Repeat exactly, and only, the lines from the one holding "Query: girl's brown hair" through the last line of the records below.

## INPUT MATERIAL
======

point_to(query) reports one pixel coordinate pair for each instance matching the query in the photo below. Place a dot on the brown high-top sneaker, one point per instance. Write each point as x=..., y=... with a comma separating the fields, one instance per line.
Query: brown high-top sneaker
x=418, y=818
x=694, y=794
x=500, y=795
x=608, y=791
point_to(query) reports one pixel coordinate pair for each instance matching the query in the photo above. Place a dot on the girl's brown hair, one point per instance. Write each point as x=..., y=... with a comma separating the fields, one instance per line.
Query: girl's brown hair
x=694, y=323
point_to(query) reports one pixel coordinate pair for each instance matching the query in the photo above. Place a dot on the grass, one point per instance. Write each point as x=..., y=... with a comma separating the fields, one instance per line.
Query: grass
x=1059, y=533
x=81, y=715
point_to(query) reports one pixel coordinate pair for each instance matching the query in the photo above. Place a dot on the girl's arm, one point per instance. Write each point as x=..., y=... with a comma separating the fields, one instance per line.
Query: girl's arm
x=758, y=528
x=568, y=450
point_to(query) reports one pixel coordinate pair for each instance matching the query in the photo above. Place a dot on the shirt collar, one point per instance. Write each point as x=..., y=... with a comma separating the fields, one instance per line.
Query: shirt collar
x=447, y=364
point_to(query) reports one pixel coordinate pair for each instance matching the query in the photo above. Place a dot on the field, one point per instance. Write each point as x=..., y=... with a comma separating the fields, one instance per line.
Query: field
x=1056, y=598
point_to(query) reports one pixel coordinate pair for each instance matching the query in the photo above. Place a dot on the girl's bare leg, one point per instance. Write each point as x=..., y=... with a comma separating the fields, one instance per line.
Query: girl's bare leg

======

## EXPECTED ANSWER
Query: girl's brown hair
x=694, y=323
point_to(query) reports one pixel coordinate pair for each instance matching the query in the photo above. Place a dot on the grass, one point per instance. Write each point as x=..., y=... with a comma separating the fields, one instance per line.
Query: grass
x=1059, y=533
x=81, y=715
point_to(query) reports one pixel coordinate pair for each instance matching the query in the photo above. Place a dot on the girl's arm, one point per instance. Write each point as x=..., y=... with a comma separating the fields, one instance per line.
Query: girl's arm
x=758, y=528
x=568, y=450
point_to(query) reports one pixel coordinate pair for each instance matching the query in the photo above. Place a dot on the shirt collar, one point per instance. Write each point as x=..., y=... with a comma separating the fields, one instance per line.
Query: shirt collar
x=447, y=364
point_to(query) reports one pixel coordinate pair for each instance matching the query in the photo above. Place a dot on the field, one point per instance. Write each point as x=..., y=... with a comma separating the fields, one instance per line.
Query: field
x=1056, y=598
point_to(query) reports one pixel coordinate pair for each instance matching the query in the photo above. Place a dot on the girl's bare leg, one point per instance. Write each point as x=..., y=... with a comma separating the fields, one instance per line.
Query: girl's bare leg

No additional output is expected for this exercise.